Aim of the task: Can you repeat the data below word for word, leaving out the pictures?

[BEGIN Records supplied]

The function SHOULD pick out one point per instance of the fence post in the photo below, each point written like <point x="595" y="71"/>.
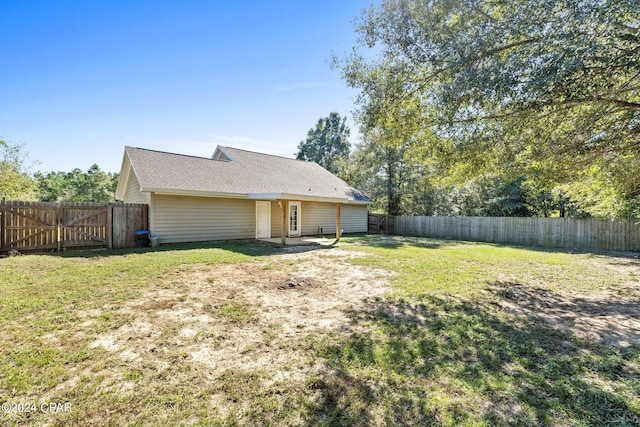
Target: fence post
<point x="109" y="229"/>
<point x="59" y="230"/>
<point x="2" y="223"/>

[END Records supplied]

Result:
The function SHOULD pick out one point per instance of the fence post in the photo below, each point written like <point x="595" y="71"/>.
Target: fence post
<point x="109" y="229"/>
<point x="59" y="230"/>
<point x="2" y="223"/>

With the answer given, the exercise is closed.